Data records -
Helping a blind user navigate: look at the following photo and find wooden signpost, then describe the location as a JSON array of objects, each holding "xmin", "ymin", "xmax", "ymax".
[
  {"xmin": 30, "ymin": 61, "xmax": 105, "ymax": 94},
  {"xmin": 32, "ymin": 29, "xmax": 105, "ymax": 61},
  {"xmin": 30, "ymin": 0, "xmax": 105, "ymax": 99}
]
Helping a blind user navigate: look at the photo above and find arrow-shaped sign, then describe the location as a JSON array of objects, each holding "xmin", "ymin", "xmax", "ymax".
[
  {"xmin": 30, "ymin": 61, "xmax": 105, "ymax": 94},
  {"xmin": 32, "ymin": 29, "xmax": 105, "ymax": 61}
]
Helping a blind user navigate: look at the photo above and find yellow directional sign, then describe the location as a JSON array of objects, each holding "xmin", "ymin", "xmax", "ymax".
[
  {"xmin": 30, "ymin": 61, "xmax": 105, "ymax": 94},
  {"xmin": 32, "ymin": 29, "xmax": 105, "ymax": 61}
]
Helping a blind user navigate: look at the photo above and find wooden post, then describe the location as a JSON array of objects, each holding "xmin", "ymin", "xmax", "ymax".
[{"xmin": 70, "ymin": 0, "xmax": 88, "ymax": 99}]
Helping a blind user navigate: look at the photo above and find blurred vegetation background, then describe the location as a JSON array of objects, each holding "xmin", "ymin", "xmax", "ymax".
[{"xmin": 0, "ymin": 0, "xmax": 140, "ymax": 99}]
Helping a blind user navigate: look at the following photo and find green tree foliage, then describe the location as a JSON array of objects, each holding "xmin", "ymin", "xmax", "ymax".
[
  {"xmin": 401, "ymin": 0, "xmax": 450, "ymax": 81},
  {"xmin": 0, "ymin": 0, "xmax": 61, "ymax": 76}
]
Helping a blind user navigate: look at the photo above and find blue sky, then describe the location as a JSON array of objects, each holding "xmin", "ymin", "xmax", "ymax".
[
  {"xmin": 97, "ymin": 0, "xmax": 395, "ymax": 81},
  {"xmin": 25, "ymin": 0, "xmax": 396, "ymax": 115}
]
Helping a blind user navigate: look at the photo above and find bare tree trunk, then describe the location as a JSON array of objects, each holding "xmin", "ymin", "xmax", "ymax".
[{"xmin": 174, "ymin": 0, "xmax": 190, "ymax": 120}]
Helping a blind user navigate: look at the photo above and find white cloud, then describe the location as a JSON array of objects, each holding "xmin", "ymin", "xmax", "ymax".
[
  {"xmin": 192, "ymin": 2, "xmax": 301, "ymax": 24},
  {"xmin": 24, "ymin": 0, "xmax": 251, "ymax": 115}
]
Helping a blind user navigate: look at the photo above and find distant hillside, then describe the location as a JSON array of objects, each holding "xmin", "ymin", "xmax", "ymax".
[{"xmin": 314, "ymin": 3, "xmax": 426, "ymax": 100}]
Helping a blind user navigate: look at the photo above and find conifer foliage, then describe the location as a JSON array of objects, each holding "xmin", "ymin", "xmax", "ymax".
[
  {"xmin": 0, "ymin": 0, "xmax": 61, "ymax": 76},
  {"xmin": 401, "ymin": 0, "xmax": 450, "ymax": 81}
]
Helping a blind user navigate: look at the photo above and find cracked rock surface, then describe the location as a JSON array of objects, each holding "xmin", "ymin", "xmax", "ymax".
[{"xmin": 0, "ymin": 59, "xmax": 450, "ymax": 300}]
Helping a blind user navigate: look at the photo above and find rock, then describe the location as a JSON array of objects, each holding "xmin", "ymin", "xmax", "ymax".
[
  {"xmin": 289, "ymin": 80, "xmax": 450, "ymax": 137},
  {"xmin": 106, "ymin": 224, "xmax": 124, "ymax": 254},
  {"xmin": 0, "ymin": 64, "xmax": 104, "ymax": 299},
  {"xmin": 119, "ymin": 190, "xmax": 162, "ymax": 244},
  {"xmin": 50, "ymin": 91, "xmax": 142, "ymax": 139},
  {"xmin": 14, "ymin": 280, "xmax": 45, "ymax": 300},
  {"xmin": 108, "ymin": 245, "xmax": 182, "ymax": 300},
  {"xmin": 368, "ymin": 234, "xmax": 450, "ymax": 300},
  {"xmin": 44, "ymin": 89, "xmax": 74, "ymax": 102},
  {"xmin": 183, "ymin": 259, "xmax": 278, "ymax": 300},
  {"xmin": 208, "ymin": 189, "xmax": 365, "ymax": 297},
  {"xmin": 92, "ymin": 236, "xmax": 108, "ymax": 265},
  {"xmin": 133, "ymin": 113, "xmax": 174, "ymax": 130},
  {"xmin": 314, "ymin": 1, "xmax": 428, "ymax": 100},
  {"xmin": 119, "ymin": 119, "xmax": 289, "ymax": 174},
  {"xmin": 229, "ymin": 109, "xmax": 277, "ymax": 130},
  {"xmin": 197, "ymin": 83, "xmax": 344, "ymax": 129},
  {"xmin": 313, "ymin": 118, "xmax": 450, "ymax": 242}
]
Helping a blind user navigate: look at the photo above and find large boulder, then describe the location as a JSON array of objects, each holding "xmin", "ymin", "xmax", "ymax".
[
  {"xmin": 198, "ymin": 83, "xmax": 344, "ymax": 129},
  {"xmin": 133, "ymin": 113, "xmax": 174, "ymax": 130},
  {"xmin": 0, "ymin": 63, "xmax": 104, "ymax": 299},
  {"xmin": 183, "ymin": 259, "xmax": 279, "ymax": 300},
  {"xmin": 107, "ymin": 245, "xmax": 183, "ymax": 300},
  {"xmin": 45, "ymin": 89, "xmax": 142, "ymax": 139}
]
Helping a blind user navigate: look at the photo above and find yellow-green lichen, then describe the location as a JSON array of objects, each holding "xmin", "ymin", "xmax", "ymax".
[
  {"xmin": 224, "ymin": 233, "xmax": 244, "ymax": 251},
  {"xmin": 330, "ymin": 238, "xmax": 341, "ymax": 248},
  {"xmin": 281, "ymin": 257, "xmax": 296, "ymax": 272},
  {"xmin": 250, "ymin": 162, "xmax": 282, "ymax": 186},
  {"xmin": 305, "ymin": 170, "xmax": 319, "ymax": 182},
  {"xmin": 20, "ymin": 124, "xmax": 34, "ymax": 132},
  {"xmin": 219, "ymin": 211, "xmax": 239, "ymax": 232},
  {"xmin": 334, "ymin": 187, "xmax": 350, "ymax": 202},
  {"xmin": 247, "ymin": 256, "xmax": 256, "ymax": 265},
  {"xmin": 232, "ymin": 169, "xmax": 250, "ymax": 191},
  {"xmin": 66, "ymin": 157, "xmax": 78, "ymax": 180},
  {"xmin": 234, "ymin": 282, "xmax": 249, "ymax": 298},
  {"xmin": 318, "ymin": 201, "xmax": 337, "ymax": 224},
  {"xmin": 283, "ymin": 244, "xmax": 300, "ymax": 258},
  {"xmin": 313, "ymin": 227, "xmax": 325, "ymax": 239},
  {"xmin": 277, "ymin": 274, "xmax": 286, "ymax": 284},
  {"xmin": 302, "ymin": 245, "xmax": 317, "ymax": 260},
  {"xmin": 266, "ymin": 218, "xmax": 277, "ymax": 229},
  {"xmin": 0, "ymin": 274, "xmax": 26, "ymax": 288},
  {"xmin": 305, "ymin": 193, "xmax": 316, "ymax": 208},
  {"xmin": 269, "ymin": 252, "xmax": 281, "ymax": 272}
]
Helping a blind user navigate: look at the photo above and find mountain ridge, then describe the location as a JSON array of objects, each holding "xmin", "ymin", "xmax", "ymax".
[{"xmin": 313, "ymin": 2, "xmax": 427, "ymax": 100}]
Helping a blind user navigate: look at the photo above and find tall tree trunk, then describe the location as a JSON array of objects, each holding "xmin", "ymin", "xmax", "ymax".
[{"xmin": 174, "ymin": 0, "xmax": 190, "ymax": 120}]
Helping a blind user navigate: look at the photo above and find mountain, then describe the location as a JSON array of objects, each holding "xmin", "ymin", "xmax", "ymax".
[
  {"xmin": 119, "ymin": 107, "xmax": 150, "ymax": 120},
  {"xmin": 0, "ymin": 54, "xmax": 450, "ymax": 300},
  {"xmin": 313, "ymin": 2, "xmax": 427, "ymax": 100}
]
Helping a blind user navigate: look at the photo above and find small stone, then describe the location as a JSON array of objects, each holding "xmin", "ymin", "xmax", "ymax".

Request -
Find the line containing "mountain ridge, then". Reproduce it exactly, along with every line after it through the last.

Task output -
Helping a blind user navigate: look at the photo above and find mountain ridge, then describe the location as a JSON array of objects, each holding "xmin", "ymin", "xmax", "ymax".
[{"xmin": 313, "ymin": 2, "xmax": 427, "ymax": 100}]
Helping a blind user navigate: look at the photo above and find tall tree trunk, then describe the location as a JSON array of objects, each holding "xmin", "ymin", "xmax", "ymax".
[{"xmin": 174, "ymin": 0, "xmax": 190, "ymax": 120}]
Helping a blind user navigate: look at the photo above and find mountain, then describe the location as a JSON array of objects, each holding "xmin", "ymin", "xmax", "ymax".
[
  {"xmin": 119, "ymin": 107, "xmax": 150, "ymax": 120},
  {"xmin": 0, "ymin": 54, "xmax": 450, "ymax": 300},
  {"xmin": 313, "ymin": 2, "xmax": 427, "ymax": 100}
]
Helping a blind user navigate: look at the photo above and find small stone, then describe the location as a JSON array of objects, each holding "xmin", "ymin", "xmax", "ymax".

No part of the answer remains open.